### Stated problem
Begin at the line below that contains "field with a single marker.". Repeat it and all remaining lines of the records exactly.

### Data excerpts
## start

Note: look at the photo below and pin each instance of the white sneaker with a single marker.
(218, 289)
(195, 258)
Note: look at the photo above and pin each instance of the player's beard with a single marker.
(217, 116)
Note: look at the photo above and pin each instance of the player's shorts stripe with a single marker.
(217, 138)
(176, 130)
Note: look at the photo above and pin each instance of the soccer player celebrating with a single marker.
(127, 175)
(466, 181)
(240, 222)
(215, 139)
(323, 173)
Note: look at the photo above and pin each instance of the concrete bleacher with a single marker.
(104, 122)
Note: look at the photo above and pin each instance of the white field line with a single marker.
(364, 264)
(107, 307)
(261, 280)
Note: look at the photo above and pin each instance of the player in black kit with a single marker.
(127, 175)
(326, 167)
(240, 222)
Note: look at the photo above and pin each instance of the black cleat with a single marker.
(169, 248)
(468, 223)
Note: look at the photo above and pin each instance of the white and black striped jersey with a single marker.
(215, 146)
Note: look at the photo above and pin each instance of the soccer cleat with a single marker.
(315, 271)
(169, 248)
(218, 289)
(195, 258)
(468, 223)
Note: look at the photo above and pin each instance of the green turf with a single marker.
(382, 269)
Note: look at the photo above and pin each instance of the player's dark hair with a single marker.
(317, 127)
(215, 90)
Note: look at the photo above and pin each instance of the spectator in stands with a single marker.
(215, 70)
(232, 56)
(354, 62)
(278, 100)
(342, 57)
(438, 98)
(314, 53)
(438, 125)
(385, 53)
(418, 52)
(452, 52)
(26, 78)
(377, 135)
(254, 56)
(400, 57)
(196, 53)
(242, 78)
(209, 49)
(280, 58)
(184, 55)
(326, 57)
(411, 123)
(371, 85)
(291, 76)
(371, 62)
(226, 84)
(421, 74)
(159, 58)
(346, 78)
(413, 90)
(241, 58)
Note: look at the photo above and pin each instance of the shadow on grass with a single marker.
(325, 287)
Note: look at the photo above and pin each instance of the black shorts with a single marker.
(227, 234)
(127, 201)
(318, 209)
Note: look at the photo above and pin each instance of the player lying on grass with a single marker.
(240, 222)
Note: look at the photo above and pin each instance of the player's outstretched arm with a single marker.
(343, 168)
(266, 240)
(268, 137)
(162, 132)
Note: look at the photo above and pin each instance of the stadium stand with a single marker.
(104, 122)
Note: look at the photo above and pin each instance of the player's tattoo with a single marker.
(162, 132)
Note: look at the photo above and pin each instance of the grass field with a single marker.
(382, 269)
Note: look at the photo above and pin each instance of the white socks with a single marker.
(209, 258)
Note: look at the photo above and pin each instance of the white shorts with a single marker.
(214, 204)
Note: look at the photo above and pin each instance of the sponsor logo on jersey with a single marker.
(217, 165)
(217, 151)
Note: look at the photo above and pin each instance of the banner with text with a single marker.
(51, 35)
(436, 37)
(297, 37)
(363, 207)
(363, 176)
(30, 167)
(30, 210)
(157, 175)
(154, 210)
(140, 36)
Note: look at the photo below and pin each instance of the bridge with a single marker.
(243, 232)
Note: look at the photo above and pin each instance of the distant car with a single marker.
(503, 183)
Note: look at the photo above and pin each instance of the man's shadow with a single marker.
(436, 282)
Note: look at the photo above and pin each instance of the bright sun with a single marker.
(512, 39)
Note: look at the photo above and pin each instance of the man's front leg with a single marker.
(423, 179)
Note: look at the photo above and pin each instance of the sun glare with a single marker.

## end

### Written solution
Note: look at the photo above and pin each instance of the grass field with a single marker.
(382, 269)
Note: look at the photo above and pin each instance of the white socks with a single marker.
(209, 258)
Note: look at the photo above and pin each instance of the white shorts with a single marker.
(214, 204)
Note: look at the photo above and pin each instance of the sponsor logo on jersey with a single marker.
(217, 165)
(217, 151)
Note: look at the photo above and pin each instance of the banner with text with a single marker.
(51, 35)
(436, 37)
(297, 37)
(363, 207)
(363, 176)
(30, 167)
(30, 210)
(157, 175)
(154, 210)
(140, 36)
Note: look at the photo below and pin each instance of the bridge with a single marker.
(243, 232)
Note: look at the photo above and pin each instance of the distant car with a single marker.
(503, 183)
Note: look at the photo above and pin each instance of the man's shadow with a single marker.
(436, 282)
Note: look at the photo above and pin each instance of the bright sun with a single marker.
(512, 39)
Note: look at the photo above and pin each instance of the man's front leg with a single marker.
(423, 179)
Note: look at the photo above and pin each instance of the sun glare with a single marker.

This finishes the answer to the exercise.